Task requirements>
a. In the forum thread on word co-occurrence below, restate the paragraph beginning "EDIT: Clarification" more briefly, keeping its main facts.
b. Pull out each line of the listing below that contains the string "farm".

Excerpted passage>
0

What is the best way to find out which words are frequent near some word X? (note: NOT which words are most similar to word X)

I have GloVe word vectors, so each vector represents a distribution of some word across different environments (each dimension is an environment). So how do I retrieve words from each of those environments? In other words, how do I retrieve words that are similar in only one of the dimensions?

I tried looking for words that are closer to X along only one dimension, ignoring the rest, but that gave me garbage words.

P.S. What I so far is find the N nearest words (by cosine similarity) to word X, and then apply K-means clustering to those words. It works pretty good, but I am concerned that the N nearest words are not necessarily the words that appear NEAR word X, but rather, words that appear IN SIMILAR ENVIRONMENTS to word X.

EDIT: Clarification: simply collecting n-gram counts will not suffice, since I do am looking for a way to do this with only the vectors, that is, without access to the corpus itself. The reason is that some freely available pretrained vectors were trained on terrabytes of data. Storing the entire n-gram counts for common crawl, for example, would be very wasteful if this information could somehow be obtained from the pretrained vectors.

2 Answers2

0

If what you really want is "which words appear near word X", you don't need the sort of 'dense' word-vectors from word2vec/glove at all. Just scan your corpus, and tally the co-occurrences (within your window-of-interest).

You'll then have exact counts, not some estimation from other indirectly-related representations.

(Search for resources related to [word co-occurence matrix] if you need more guidance on how to do such a tally.)

gojomo
  • 52,260
  • 14
  • 86
  • 115
  • Thanks. I am aware of that. However, what I want is to get that information out of trained word vectors, not out of the corpus. The reason is that I do not currently have the resources to scan the entirety of common crawl, so I am trying to figure out a way to use Stanford NLP's free common crawl vectors for that purpose. – MetaInstigator Oct 28 '17 at 17:23
  • I've not seen a way to reconstruct co-occurrences from dense vectors, so this may be in 'speculative research project' territory. And to test the validity of any conjectured method of predicting co-occurrences, you'd need to evaluate against... the real co-occurrences. (If you had a full trained word2vec NN, including hidden/output weights, it's plausible but inefficient to read its outputs as a probability-distribution of co-occurrences. But AFAIK the Stanford NLP GloVe vectors, like most pretrained vector sets, don't include the full NN model.) – gojomo Oct 28 '17 at 20:06
  • Another project built on Common Crawl is mentioned at the AWS public data sets page – https://aws.amazon.com/public-datasets/common-crawl/#N-gram_and_Language_Models – and might have a more manageable dataset (a tally of all 5-grams) that's still useful for your co-occurrence purposes. – gojomo Oct 28 '17 at 20:08
0

While I do think, the simple counting of cooccurrences will be better, you can do this with many of the embedding approaches, too.

Word2vec actually builds two mappings. An encoder, and a decoder.

We usually only use the encoder, and both vectors should be fairly similar. But for the purpose of finding cooccurring words, the obvious approach is to encode with the encoder, then find the most similar vectors in the decoder. because these model the context.

But beware: the hyped "neural word embeddings" really focus on substitutability. Which word could we use to substitute. So you are likely to see synonyms and such words first, then words with a similar context but other role.

With the simple counting based approaches you have better control over what they do: predict the probability of words occurring together.

Has QUIT--Anony-Mousse
  • 76,138
  • 12
  • 138
  • 194

Dataset entries>
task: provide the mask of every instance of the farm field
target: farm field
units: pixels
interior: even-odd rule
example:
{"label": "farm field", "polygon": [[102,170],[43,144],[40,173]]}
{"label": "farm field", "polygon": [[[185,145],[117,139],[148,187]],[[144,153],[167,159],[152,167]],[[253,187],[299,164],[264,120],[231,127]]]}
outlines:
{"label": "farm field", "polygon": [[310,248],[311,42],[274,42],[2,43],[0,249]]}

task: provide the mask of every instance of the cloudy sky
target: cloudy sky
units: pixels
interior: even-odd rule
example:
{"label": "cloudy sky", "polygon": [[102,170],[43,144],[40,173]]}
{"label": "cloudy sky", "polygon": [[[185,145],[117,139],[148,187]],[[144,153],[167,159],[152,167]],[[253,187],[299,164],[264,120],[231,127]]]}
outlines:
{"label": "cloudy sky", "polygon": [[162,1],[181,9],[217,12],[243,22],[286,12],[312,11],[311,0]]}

---

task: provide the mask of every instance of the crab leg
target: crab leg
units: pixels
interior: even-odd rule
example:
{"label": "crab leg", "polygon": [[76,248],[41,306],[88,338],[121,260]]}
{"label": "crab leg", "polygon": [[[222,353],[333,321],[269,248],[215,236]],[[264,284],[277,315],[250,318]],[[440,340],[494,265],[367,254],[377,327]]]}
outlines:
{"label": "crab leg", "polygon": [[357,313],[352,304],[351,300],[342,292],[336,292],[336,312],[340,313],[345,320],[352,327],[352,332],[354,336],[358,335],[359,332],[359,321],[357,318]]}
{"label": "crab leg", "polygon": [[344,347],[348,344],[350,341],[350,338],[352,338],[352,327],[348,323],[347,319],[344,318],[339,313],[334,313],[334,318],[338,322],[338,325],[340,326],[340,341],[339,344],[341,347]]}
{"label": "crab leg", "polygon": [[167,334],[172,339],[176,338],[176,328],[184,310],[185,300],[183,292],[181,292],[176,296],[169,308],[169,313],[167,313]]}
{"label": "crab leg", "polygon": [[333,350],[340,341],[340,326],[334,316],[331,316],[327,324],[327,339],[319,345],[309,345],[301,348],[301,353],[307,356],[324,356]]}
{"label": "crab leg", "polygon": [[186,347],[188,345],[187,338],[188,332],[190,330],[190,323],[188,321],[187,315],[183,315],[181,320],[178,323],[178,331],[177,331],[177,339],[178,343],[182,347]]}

Written responses>
a. Collecting n-gram counts is not enough, because the goal is to get this information from the vectors alone, without access to the corpus. Some freely available pretrained vectors were trained on terabytes of data, and storing full n-gram counts for something like Common Crawl would be very wasteful if the pretrained vectors could provide the same information.

b.
task: provide the mask of every instance of the farm field
target: farm field
{"label": "farm field", "polygon": [[102,170],[43,144],[40,173]]}
{"label": "farm field", "polygon": [[[185,145],[117,139],[148,187]],[[144,153],[167,159],[152,167]],[[253,187],[299,164],[264,120],[231,127]]]}
{"label": "farm field", "polygon": [[310,248],[311,42],[274,42],[2,43],[0,249]]}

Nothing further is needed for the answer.